↓↓↓

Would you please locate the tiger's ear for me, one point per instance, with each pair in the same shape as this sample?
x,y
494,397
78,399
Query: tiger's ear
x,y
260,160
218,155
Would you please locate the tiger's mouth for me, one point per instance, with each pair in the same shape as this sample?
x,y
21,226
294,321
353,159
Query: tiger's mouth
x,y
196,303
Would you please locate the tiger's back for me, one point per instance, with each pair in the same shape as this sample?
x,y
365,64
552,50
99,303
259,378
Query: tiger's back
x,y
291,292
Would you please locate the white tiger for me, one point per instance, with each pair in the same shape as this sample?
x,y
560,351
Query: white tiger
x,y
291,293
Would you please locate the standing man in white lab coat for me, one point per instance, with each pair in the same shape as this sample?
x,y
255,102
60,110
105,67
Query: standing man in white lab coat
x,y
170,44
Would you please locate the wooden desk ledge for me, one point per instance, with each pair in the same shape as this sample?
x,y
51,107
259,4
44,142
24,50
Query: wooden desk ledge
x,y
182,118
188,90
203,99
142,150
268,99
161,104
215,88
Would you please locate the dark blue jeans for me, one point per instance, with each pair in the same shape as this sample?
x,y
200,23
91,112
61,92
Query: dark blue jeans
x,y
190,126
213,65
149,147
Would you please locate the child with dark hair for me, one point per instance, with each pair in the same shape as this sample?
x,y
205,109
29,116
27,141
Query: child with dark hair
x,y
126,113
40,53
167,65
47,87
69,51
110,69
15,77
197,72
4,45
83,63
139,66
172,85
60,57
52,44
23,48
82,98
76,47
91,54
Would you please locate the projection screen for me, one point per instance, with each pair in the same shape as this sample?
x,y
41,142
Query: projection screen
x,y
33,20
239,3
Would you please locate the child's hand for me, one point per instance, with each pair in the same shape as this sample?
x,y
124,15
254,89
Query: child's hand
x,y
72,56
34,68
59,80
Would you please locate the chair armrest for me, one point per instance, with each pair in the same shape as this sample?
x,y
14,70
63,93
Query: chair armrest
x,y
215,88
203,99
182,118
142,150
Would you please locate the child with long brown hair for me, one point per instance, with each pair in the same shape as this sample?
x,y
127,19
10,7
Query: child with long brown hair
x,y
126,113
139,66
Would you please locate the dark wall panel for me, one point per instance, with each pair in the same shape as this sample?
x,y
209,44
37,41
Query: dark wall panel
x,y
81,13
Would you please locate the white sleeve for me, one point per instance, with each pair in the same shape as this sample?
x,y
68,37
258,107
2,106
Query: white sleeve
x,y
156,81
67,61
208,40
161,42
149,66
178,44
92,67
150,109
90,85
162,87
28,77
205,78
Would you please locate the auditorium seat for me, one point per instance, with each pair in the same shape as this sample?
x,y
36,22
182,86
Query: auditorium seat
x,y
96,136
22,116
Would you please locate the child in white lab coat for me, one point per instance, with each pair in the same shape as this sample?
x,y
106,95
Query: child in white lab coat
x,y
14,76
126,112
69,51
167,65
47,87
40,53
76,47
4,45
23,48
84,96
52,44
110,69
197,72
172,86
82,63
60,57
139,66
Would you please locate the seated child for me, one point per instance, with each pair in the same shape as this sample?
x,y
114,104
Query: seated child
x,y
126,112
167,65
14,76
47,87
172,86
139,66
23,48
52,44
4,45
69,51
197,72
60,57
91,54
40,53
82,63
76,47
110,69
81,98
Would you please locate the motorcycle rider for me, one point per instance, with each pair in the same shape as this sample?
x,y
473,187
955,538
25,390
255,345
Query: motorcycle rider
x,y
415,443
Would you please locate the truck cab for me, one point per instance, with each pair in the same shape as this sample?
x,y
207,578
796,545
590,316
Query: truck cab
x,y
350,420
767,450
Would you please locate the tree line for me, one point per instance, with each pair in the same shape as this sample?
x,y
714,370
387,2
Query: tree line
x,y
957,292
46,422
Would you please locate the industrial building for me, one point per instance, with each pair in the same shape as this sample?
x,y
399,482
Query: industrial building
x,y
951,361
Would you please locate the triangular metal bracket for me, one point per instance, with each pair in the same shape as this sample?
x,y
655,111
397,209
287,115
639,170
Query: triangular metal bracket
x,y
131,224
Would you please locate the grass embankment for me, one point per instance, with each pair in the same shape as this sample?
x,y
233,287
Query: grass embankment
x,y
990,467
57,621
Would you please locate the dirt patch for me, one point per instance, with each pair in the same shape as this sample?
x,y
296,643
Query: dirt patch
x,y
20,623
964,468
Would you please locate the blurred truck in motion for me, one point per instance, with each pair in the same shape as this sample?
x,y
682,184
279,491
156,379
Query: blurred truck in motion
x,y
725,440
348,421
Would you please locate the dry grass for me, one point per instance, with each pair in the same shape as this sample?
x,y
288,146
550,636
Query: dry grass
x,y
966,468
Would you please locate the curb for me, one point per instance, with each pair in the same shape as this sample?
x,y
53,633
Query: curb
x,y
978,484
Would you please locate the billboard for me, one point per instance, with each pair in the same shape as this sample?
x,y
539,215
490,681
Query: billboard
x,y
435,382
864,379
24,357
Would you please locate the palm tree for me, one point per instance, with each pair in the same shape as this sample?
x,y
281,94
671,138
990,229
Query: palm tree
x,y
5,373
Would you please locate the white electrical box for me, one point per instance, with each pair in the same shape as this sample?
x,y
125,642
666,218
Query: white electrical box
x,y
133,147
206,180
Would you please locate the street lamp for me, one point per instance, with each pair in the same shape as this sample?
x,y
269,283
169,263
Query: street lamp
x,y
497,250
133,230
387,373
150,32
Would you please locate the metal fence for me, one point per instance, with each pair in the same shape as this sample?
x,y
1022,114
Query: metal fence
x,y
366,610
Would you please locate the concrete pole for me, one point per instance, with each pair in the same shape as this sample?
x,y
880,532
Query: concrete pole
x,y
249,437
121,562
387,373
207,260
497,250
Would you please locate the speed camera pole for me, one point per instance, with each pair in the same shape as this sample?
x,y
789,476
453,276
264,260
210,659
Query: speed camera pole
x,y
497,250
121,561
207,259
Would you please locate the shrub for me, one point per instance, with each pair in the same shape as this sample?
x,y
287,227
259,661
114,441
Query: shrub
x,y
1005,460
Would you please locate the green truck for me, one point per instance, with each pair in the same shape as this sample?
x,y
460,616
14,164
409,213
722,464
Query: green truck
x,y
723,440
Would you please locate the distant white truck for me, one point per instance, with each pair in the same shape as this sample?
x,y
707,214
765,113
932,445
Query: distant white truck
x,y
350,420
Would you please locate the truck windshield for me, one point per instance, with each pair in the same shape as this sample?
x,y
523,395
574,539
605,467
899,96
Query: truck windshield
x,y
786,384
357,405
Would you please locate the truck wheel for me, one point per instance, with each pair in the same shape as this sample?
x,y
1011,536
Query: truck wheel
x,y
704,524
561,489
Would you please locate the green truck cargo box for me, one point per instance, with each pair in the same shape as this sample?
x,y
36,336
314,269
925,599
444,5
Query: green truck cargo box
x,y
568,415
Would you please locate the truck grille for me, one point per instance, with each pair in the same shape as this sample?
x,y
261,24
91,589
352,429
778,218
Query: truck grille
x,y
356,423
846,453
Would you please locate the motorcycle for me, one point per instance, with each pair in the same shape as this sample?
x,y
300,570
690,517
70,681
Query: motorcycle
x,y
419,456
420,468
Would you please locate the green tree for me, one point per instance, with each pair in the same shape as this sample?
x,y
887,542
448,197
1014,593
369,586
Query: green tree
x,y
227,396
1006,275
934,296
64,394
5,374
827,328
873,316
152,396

↑↑↑

### EXERCISE REQUIREMENTS:
Print each record word for word.

### SOLUTION FOR THIS EXERCISE:
Would you please locate the tiger's ear for me, one point per instance, with each pair in the same shape as this sample?
x,y
494,397
78,399
Query: tiger's ear
x,y
260,160
218,155
Would you please locate the tiger's mouth for me, one point per instance, with each pair in the same shape as this sample?
x,y
21,226
294,321
353,159
Query: tiger's mouth
x,y
196,303
Would you please locate the tiger's back for me, one point per instance, with each pair in the same shape as this sample?
x,y
365,64
552,50
99,303
259,378
Query: tiger's back
x,y
291,292
Would you please locate the white tiger for me, one point per instance, with each pair in the same shape as this sample?
x,y
560,351
Query: white tiger
x,y
291,293
Would you please locate the standing man in white lab coat for me, one point per instance, with each pair in the same shape as this sample?
x,y
255,102
60,110
105,67
Query: standing man in white lab coat
x,y
170,44
Would you please locate the wooden desk ledge for me, one point per instance, with each pair in the same shape as this sample?
x,y
51,107
259,4
44,142
24,50
Query: wooden desk ledge
x,y
182,118
188,90
203,99
142,150
268,99
161,104
215,88
Would you please locate the dark blue jeans for me, one point per instance, with each pair in the same shape as this sample?
x,y
200,23
91,112
61,92
Query: dark blue jeans
x,y
190,126
213,65
149,147
Would you please locate the child with dark hair for me, one point per instance, with each pair in the same shape as this sample?
x,y
205,109
29,116
27,141
Query: child with dark hair
x,y
126,113
40,53
167,65
47,87
69,51
110,69
15,77
197,72
4,45
83,63
139,66
172,85
60,57
52,44
23,48
82,98
76,47
91,54
Would you please locate the projection screen for me, one point per instance, with each pair in the same shape as this sample?
x,y
41,142
Query: projection screen
x,y
33,20
239,3
Would you please locate the child's hand for me, one point per instance, with each pair in the same shape as this sample?
x,y
124,15
254,89
Query: child's hand
x,y
72,56
34,68
59,80
Would you please locate the chair armrest for me, one point per instance, with each pair in the same shape as this sample?
x,y
14,70
63,93
Query: chair armrest
x,y
215,88
203,99
182,118
142,150
Would you please locate the child with long brown hair for me, one point per instance, with each pair in the same shape as this sample?
x,y
127,19
10,7
Query: child with long brown hair
x,y
126,113
139,66
Would you please locate the dark wall panel for me, one point per instance, with each pair in the same shape as this sample?
x,y
209,44
37,41
Query: dark wall panel
x,y
81,13
Would you please locate the white sleeve for me, one point per instance, with each pair in the same shape as this sample?
x,y
68,37
258,107
2,106
Query: white sleeve
x,y
156,81
67,61
208,40
161,42
149,66
178,44
92,67
150,109
90,85
162,87
28,77
205,78
Would you please locate the auditorium seat for me, one point per instance, with each pair in the same shape as this sample?
x,y
36,22
182,86
Query: auditorium seat
x,y
96,136
22,116
Would you please locate the child in white lab coat for me, one point per instance, with each pair in the same shape as this sample?
x,y
106,95
Query: child in white lab coat
x,y
14,76
126,112
69,51
167,65
47,87
40,53
76,47
4,45
23,48
84,96
52,44
110,69
197,72
172,86
82,63
60,57
139,66
Would you please locate the seated child for me, one point per instance, with each pair in the same shape as this sample?
x,y
114,104
Query: seated child
x,y
126,112
167,65
14,76
47,87
172,86
139,66
23,48
52,44
4,45
69,51
197,72
60,57
91,54
40,53
82,63
76,47
110,69
81,98
Would you please locate the motorcycle rider for me, one point per instance, with each pair in the same shape as this sample?
x,y
473,187
955,538
25,390
255,345
Query: motorcycle rider
x,y
415,443
Would you please locate the truck cab for me, one point per instance, with each pair in the same shape as this sample?
x,y
207,578
796,545
590,316
Query: truck cab
x,y
350,420
767,450
Would you please locate the tree line for me, one point per instance, with each pair in the same shape as this sample?
x,y
714,370
387,2
Query: tree line
x,y
957,292
46,422
Would you please locate the industrial building for me, one point per instance, with each pair in the same shape as this sample?
x,y
399,482
Query: industrial building
x,y
951,361
Would you please locate the triangular metal bracket for me, one point per instance, with each pair in the same shape as this sample?
x,y
655,111
397,209
287,115
639,170
Query: triangular metal bracket
x,y
131,224
Would you please locate the grass embankment for me, one point per instance, with each pair in the same shape as this sample?
x,y
233,287
Query: grass embankment
x,y
990,467
57,621
Would you please locate the dirt patch for me, one point per instance, with each pair in the same shape as this sample?
x,y
296,643
Query: dirt patch
x,y
20,623
964,468
Would you please locate the blurred truck in motion for me, one point per instance, with each pair in the same shape as this sample?
x,y
682,184
279,491
156,379
Query: blurred truck in motion
x,y
725,440
348,421
Would you please locate the dry grass for me, one point per instance, with each pair in the same shape as this sample?
x,y
288,146
550,636
Query: dry grass
x,y
966,468
Would you please locate the curb for me, one point per instance, with each pair in the same shape as this sample?
x,y
53,633
Query: curb
x,y
978,484
Would you please locate the billboard for me, one point per instance, with each pair in the same shape as this sample?
x,y
539,215
490,681
Query: billboard
x,y
435,382
864,379
24,357
Would you please locate the palm tree for me, one point per instance, with each pair in the same shape as this sample?
x,y
281,94
671,138
990,229
Query: palm tree
x,y
5,373
Would you please locate the white electrical box for me, one point per instance, with each pair in the same shape as this sample?
x,y
125,642
666,218
Query: white electrical box
x,y
133,147
206,180
Would you please locate the street lamp for me, one point per instance, with each pair in the same shape as this sample?
x,y
269,283
169,263
Query: street lamp
x,y
497,250
133,230
387,373
150,32
Would you please locate the metal fence for me, one point per instance, with each pair in the same shape as this sample?
x,y
1022,114
Query: metal fence
x,y
366,610
Would you please locate the concrete pole for me, one point per instance, with each pair in the same shape as this sample?
x,y
880,532
Query: concrete pole
x,y
249,437
121,562
387,373
207,260
497,250
Would you please locate the speed camera pole for me, one point per instance, with each pair in the same shape as this sample?
x,y
789,476
453,276
264,260
210,659
Query: speed camera pole
x,y
497,250
121,561
207,259
Would you please locate the shrub for me, one point per instance, with each pair in the same shape as this sample?
x,y
287,227
259,661
114,441
Query: shrub
x,y
1005,460
Would you please locate the green truck for me, one point per instance, with each pair in the same shape as this sample?
x,y
460,616
14,164
409,213
722,464
Query: green truck
x,y
723,440
Would you please locate the distant white truck for me, one point per instance, with each pair in the same shape as this sample?
x,y
707,214
765,113
932,445
Query: distant white truck
x,y
350,420
Would you please locate the truck windshield for me, one point per instance, with each pair in the same shape as this sample?
x,y
523,395
574,539
605,467
899,96
Query: truck windshield
x,y
786,384
357,405
Would you please locate the truck wheel for me, one point per instance, with each pair in the same shape as this sample?
x,y
1011,536
Query: truck wheel
x,y
704,524
561,489
Would you please locate the green truck cargo box for me, one point per instance, with each pair in the same shape as this sample?
x,y
36,336
314,269
925,599
444,5
Query: green truck cargo box
x,y
568,415
Would you please locate the truck grille for me, one point per instance, with each pair in the same shape as this sample?
x,y
261,24
91,589
352,429
778,218
Query: truck grille
x,y
356,423
846,453
Would you please locate the motorcycle for me, one point per instance, with each pair in the same shape as this sample?
x,y
300,570
690,517
70,681
Query: motorcycle
x,y
419,456
420,468
Would you please locate the green tree for me, one point per instance, with each pair in the same shape as this sample?
x,y
887,542
448,197
1014,593
369,586
Query: green tree
x,y
227,396
1006,275
934,296
64,394
5,374
827,328
873,316
152,396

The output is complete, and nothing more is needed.